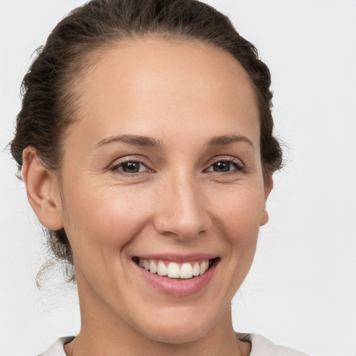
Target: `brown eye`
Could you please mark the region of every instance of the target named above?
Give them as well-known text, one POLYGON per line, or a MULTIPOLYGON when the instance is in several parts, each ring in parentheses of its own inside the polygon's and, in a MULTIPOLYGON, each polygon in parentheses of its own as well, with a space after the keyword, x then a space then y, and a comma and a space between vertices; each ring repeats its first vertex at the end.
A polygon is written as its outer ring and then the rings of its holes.
POLYGON ((223 161, 216 162, 213 165, 213 170, 214 172, 229 172, 234 168, 235 168, 235 167, 231 162, 226 162, 223 161))
POLYGON ((207 170, 207 172, 216 172, 217 173, 229 173, 232 172, 241 172, 244 169, 240 162, 230 160, 217 161, 207 170))
POLYGON ((140 165, 141 164, 139 162, 126 162, 121 167, 125 173, 138 173, 140 172, 140 165))
POLYGON ((138 161, 127 161, 116 164, 111 168, 111 170, 118 173, 122 172, 128 175, 150 172, 149 169, 145 164, 138 161))

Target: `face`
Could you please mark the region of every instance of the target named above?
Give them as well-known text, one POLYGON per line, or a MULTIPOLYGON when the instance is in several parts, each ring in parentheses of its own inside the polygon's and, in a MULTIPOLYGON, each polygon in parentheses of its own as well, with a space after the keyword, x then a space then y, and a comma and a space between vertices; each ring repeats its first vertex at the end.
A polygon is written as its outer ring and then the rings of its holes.
POLYGON ((104 54, 77 83, 63 143, 83 323, 195 340, 229 318, 267 221, 253 90, 234 58, 199 42, 104 54))

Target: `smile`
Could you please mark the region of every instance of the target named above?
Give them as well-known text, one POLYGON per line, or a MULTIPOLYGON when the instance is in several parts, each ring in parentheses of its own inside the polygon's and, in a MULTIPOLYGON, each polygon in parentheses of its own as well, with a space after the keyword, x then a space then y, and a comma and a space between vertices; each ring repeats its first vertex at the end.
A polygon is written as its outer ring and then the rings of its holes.
POLYGON ((177 263, 154 259, 143 259, 136 257, 134 261, 142 268, 151 273, 168 278, 188 279, 203 275, 208 270, 213 259, 177 263))

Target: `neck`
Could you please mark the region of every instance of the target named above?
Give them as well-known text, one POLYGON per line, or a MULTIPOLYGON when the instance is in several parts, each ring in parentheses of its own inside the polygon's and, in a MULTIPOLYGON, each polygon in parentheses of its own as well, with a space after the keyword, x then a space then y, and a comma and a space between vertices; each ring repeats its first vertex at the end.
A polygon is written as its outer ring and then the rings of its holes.
MULTIPOLYGON (((81 331, 74 340, 65 346, 68 356, 245 356, 251 348, 248 342, 237 339, 232 326, 231 307, 227 306, 222 316, 204 334, 192 340, 156 340, 130 325, 109 309, 100 299, 81 298, 81 331)), ((88 296, 88 291, 86 291, 88 296)))

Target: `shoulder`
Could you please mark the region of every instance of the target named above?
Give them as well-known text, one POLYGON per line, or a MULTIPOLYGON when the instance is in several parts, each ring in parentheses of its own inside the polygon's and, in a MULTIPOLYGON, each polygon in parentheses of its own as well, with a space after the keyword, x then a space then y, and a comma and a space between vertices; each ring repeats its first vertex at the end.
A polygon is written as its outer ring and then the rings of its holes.
POLYGON ((308 356, 307 354, 296 351, 289 348, 275 345, 269 340, 257 334, 244 334, 252 344, 250 356, 308 356))
POLYGON ((58 339, 52 346, 44 353, 38 356, 66 356, 64 352, 63 346, 73 340, 74 337, 65 337, 58 339))

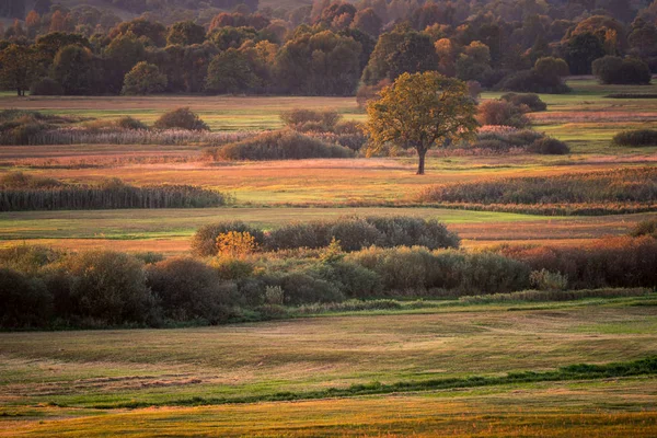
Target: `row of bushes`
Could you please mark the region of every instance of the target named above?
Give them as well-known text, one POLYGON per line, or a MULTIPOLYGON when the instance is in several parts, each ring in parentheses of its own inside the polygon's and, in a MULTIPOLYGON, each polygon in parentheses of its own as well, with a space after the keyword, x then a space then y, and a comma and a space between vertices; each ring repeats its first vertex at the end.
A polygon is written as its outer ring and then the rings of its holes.
POLYGON ((349 148, 288 129, 263 132, 242 141, 208 148, 205 152, 215 160, 228 161, 354 157, 354 151, 349 148))
MULTIPOLYGON (((281 306, 509 293, 530 287, 537 269, 563 273, 558 276, 567 278, 572 288, 655 287, 655 266, 657 240, 648 237, 601 241, 586 249, 502 247, 466 253, 401 246, 319 258, 279 258, 273 253, 207 261, 108 251, 61 254, 19 246, 0 251, 0 326, 162 326, 263 320, 287 315, 281 306)), ((551 290, 508 299, 599 295, 591 293, 551 290)), ((394 308, 390 303, 354 304, 357 310, 394 308)))
POLYGON ((635 129, 624 130, 613 136, 612 143, 626 147, 657 146, 657 130, 635 129))
POLYGON ((114 178, 96 186, 9 174, 0 181, 0 211, 115 208, 204 208, 226 205, 222 193, 192 185, 135 187, 114 178), (23 180, 23 185, 16 184, 23 180), (7 184, 2 184, 2 183, 7 184))
POLYGON ((240 221, 219 222, 199 228, 192 240, 192 251, 199 256, 216 255, 217 239, 230 232, 249 233, 263 251, 321 249, 333 240, 341 249, 358 251, 371 245, 380 247, 426 246, 430 250, 459 247, 459 237, 435 219, 405 216, 339 217, 333 220, 288 223, 270 231, 240 221))
MULTIPOLYGON (((187 134, 195 132, 196 137, 204 140, 207 140, 208 136, 201 136, 201 132, 209 131, 207 124, 188 107, 162 114, 153 124, 155 131, 150 135, 148 126, 130 116, 115 120, 94 120, 83 125, 73 125, 78 122, 81 120, 33 111, 4 110, 0 112, 0 145, 99 143, 108 139, 112 143, 124 145, 128 143, 127 141, 159 143, 172 135, 171 132, 162 135, 162 131, 173 131, 173 135, 181 130, 187 131, 187 134), (153 136, 155 138, 151 139, 153 136), (127 137, 127 139, 123 137, 127 137)), ((188 140, 188 137, 189 135, 185 139, 188 140)), ((212 138, 210 136, 210 139, 212 138)), ((164 142, 172 143, 172 141, 164 142)))
POLYGON ((425 203, 578 204, 657 201, 657 169, 638 168, 542 177, 512 177, 428 187, 425 203))

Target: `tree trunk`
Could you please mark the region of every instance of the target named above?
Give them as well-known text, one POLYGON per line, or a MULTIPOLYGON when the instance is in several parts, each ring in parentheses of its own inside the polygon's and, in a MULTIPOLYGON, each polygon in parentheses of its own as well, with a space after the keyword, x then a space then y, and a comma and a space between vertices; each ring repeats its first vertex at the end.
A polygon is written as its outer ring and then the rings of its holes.
POLYGON ((416 175, 424 175, 424 162, 425 157, 427 154, 426 149, 417 149, 417 157, 419 158, 419 162, 417 163, 417 173, 416 175))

### TASK BRIEF
Could you copy out all of the entries above verbatim, leaving the pictures out?

### FULL ANSWER
Target: `brown eye`
Could you please mark the region of every instance of the target named above?
Give them as well-known text, one POLYGON per line, or a MULTIPOLYGON when the instance is in several parts, each ring in parentheses of its own inside the polygon's and, in a MULTIPOLYGON, each polygon in parentheses of its own as well, with a space after the keyword, x then a space then y, and a comma and a space between vertices; each ring repeats its first vertex at the end.
A polygon is written as its outer ring and then the rings of its holes.
POLYGON ((223 161, 216 162, 213 165, 213 170, 214 172, 229 172, 234 168, 235 168, 235 167, 231 162, 226 162, 223 161))
POLYGON ((207 170, 207 172, 216 172, 217 173, 229 173, 232 172, 241 172, 244 169, 240 162, 230 160, 217 161, 207 170))
POLYGON ((140 165, 141 164, 139 162, 126 162, 121 167, 125 173, 138 173, 140 172, 140 165))
POLYGON ((138 161, 127 161, 116 164, 111 168, 111 170, 118 173, 122 172, 128 175, 150 172, 149 169, 145 164, 138 161))

Target: `face`
Could you please mark the region of every instance of the target named above?
Give them as well-known text, one POLYGON per line, or a MULTIPOLYGON when the instance is in several parts, each ring in parentheses of its own inside the polygon's and, in a MULTIPOLYGON, each polygon in parentheses of its own as well, with a space after the keyword, x then a space then y, and a comma and a space between vertices; each ring repeats its first vertex at the end.
A polygon is written as its outer ring and then the rings of its holes.
POLYGON ((104 54, 77 83, 63 143, 83 323, 195 340, 229 318, 267 221, 253 90, 234 58, 199 42, 104 54))

Target: `smile`
Could you please mark the region of every instance of the target named above?
Give them as well-known text, one POLYGON per line, or a MULTIPOLYGON when the instance is in several parts, each ring in parentheses of its own inside the polygon's and, in a MULTIPOLYGON, each polygon in parentheses of its own as well, with a space after the keyword, x then a space then y, and a comma and a space between vertices; each ring repeats its first vertex at the end.
A polygon is written as its outer ring and then the rings of its holes.
POLYGON ((177 263, 154 259, 143 259, 136 257, 134 261, 142 268, 151 273, 168 278, 188 279, 203 275, 208 270, 213 259, 177 263))

Target: `neck`
Could you please mark the region of every instance of the target named above?
Give them as well-known text, one POLYGON per line, or a MULTIPOLYGON when the instance is in several parts, each ring in parentheses of its own inside the polygon's and, in a MULTIPOLYGON, each polygon in parentheses of its own as well, with a space after the keyword, x then a space then y, and a comma and a space between vertices; each ring repeats its first vertex at the end.
A polygon is written as its outer ring and then the rings of its holes.
MULTIPOLYGON (((81 331, 74 340, 65 346, 68 356, 245 356, 251 348, 248 342, 237 339, 232 326, 231 307, 227 306, 222 316, 204 334, 192 340, 156 340, 130 325, 109 309, 100 299, 81 298, 81 331)), ((88 296, 88 291, 86 291, 88 296)))

Target: `shoulder`
Could you please mark the region of every instance of the target named above?
Give them as well-known text, one POLYGON per line, or a MULTIPOLYGON when the instance is in several parts, each ring in parentheses of its own inside the polygon's and, in a MULTIPOLYGON, each polygon in parentheses of its own as well, with a space after the keyword, x then a space then y, and a comma and a space between vertices; each ring repeats its first vertex at the end.
A polygon is written as its outer ring and then the rings of its holes.
POLYGON ((308 356, 307 354, 296 351, 289 348, 275 345, 269 340, 257 334, 244 334, 252 344, 250 356, 308 356))
POLYGON ((58 339, 52 346, 44 353, 38 356, 66 356, 64 352, 63 346, 73 340, 74 337, 65 337, 58 339))

Target: `row of bushes`
Could you please mark the region of every instance of the target named above?
Give them as well-known text, one POLYGON per line, or a MULTIPOLYGON when the instance is in several parts, each ring in parentheses of its own inside the polygon's and, in a MULTIPOLYGON, each polygon in parentheses of its own as well, with a space after the keyword, x then a space then y, and a comma and a space between vertices; each ring repeats its first vertex at the end.
A polygon is written as its outer ring and then the rings of its holes.
POLYGON ((349 148, 288 129, 263 132, 242 141, 208 148, 205 152, 215 160, 228 161, 354 157, 354 151, 349 148))
MULTIPOLYGON (((281 306, 509 293, 530 287, 537 269, 563 273, 558 276, 567 278, 572 288, 655 287, 655 266, 657 240, 648 237, 601 241, 586 249, 502 247, 466 253, 401 246, 319 258, 279 258, 273 253, 207 261, 108 251, 61 254, 19 246, 0 251, 0 326, 162 326, 263 320, 287 315, 281 306)), ((551 290, 508 299, 599 295, 591 293, 551 290)), ((394 308, 390 303, 354 304, 357 310, 394 308)))
POLYGON ((635 129, 624 130, 613 136, 612 143, 626 147, 657 146, 657 130, 635 129))
POLYGON ((114 178, 96 186, 9 174, 0 181, 0 211, 115 208, 204 208, 226 205, 222 193, 192 185, 135 187, 114 178), (23 180, 23 185, 16 184, 23 180), (7 184, 2 184, 2 183, 7 184))
POLYGON ((240 221, 219 222, 199 228, 192 240, 192 251, 199 256, 216 255, 217 239, 230 232, 249 233, 263 251, 321 249, 333 240, 341 249, 358 251, 371 245, 380 247, 426 246, 430 250, 459 247, 459 237, 435 219, 405 216, 339 217, 333 220, 288 223, 270 231, 240 221))
MULTIPOLYGON (((187 134, 195 132, 196 137, 204 140, 207 140, 208 136, 201 136, 201 132, 209 131, 207 124, 188 107, 162 114, 153 124, 155 131, 150 135, 148 126, 130 116, 115 120, 94 120, 83 125, 73 125, 78 122, 81 120, 33 111, 4 110, 0 112, 0 145, 99 143, 108 139, 112 143, 124 145, 128 143, 127 141, 159 143, 172 135, 171 132, 162 135, 162 131, 173 131, 173 135, 181 130, 187 131, 187 134), (153 136, 155 138, 151 139, 153 136), (127 137, 127 139, 123 137, 127 137)), ((188 140, 188 137, 189 135, 185 139, 188 140)), ((212 138, 210 136, 210 139, 212 138)), ((164 142, 172 143, 172 141, 164 142)))
POLYGON ((425 203, 578 204, 657 201, 657 169, 638 168, 542 177, 512 177, 428 187, 425 203))

Target: `tree trunk`
Could you please mark the region of every instance of the target named above?
Give them as well-known text, one POLYGON per line, or a MULTIPOLYGON when the instance is in several parts, each ring in parentheses of its own inside the polygon's and, in a MULTIPOLYGON, each polygon in parentheses of its own as well, with a space after the keyword, x then a space then y, and a comma and a space between vertices; each ring repeats its first vertex at the end.
A polygon is written as its outer ring and then the rings of its holes.
POLYGON ((416 175, 424 175, 424 162, 425 157, 427 154, 426 149, 417 149, 417 157, 419 158, 419 162, 417 163, 417 173, 416 175))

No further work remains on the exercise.